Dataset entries
- - -

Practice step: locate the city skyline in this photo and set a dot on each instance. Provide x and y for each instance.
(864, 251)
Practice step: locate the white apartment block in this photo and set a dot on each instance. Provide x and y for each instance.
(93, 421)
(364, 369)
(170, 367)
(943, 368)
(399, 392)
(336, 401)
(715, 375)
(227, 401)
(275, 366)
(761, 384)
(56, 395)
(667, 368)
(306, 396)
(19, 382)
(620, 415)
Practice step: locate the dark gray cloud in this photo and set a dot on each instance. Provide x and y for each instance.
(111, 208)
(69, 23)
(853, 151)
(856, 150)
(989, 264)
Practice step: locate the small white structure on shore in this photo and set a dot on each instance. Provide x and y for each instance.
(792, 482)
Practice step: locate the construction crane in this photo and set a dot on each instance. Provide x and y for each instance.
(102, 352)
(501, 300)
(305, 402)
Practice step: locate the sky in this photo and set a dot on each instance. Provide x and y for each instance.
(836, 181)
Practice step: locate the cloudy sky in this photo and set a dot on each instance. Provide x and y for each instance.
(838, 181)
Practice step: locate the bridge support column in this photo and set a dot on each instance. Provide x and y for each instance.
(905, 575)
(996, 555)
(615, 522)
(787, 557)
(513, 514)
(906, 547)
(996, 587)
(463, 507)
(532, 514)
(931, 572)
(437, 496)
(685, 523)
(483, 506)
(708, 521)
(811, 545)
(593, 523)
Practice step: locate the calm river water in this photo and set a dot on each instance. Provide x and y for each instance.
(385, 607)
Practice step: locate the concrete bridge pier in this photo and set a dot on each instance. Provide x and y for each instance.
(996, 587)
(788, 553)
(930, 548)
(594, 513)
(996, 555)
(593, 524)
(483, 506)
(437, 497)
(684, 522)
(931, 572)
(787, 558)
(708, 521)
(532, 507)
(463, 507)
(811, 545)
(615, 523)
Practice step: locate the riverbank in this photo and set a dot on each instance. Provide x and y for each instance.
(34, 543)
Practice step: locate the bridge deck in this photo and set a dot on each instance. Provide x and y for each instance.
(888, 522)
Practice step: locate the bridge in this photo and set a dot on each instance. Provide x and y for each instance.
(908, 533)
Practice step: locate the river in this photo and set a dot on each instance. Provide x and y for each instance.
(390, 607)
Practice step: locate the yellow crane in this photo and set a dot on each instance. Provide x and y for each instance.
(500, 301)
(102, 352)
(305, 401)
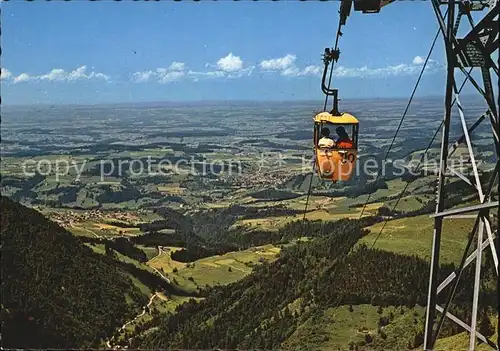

- - -

**TASK BRIEF:**
Whenever images occur above, omit them and retype each line exactly as it stands.

**REPLY:**
Practice step: locate the city skyline in this photo and set a dot on each instance. Provide x and y for each instance.
(864, 251)
Practice step: locate the white apartment block in this photo and set a dot on each instance. Provide x and y for each instance.
(93, 421)
(364, 369)
(170, 367)
(943, 368)
(399, 392)
(336, 401)
(715, 375)
(227, 401)
(275, 366)
(761, 384)
(56, 395)
(667, 368)
(306, 396)
(19, 382)
(620, 415)
Practice step: locate the dark gray cloud in this photo and set a dot on each instance. Provide x and y for each instance.
(111, 208)
(69, 23)
(853, 151)
(856, 150)
(989, 264)
Practice step: locate the small white structure on shore in this photo and set a dot on each instance. Provide x and y for each instance.
(792, 482)
Practice step: locate the construction crane in this photo and set a dot on each instance. Provide x and y for each instance.
(102, 352)
(501, 300)
(305, 402)
Practice step: locate the sky in this photo and set a dot on each instance. Provide x and y for each instance.
(836, 181)
Practice step: locate the cloudy sky in this photo and set a dot on each instance. Provide x and y for each instance.
(838, 181)
Practice step: locate the bridge support column in this photo and set a dot on each instance. Provide x and y for each instance.
(905, 575)
(996, 555)
(615, 522)
(787, 557)
(513, 514)
(906, 547)
(996, 587)
(463, 507)
(532, 514)
(931, 572)
(437, 496)
(685, 523)
(483, 506)
(708, 521)
(811, 545)
(593, 523)
Practice step: locate the calm river water in this photo and set a dot on each instance. Provide x and y for each instance.
(385, 607)
Practice step: locate the concrete bridge pier in this photo and set a dot on each instance. Provide x and y for each instance.
(996, 587)
(788, 553)
(930, 548)
(594, 513)
(996, 555)
(593, 524)
(483, 506)
(437, 497)
(684, 522)
(931, 572)
(787, 558)
(708, 521)
(532, 507)
(463, 507)
(811, 545)
(615, 523)
Practice step: locate the riverbank in this photo and set a dot on each instance. Provide x and y for each instance.
(34, 543)
Practice step: locate the bridge deck in this photo and set a dot on each instance. Provide x and y for each instance.
(888, 522)
Practice step: locate the bridge in this photo and set a dot on each instance. Provide x and y for each instance.
(908, 533)
Practice step: locate the river in this photo and set a dot on each instance. Provide x and y for each instance.
(390, 607)
Practice step: locate the yellow crane in this photo and set a dot on each instance. Provide x and y for each instance.
(500, 301)
(102, 352)
(305, 401)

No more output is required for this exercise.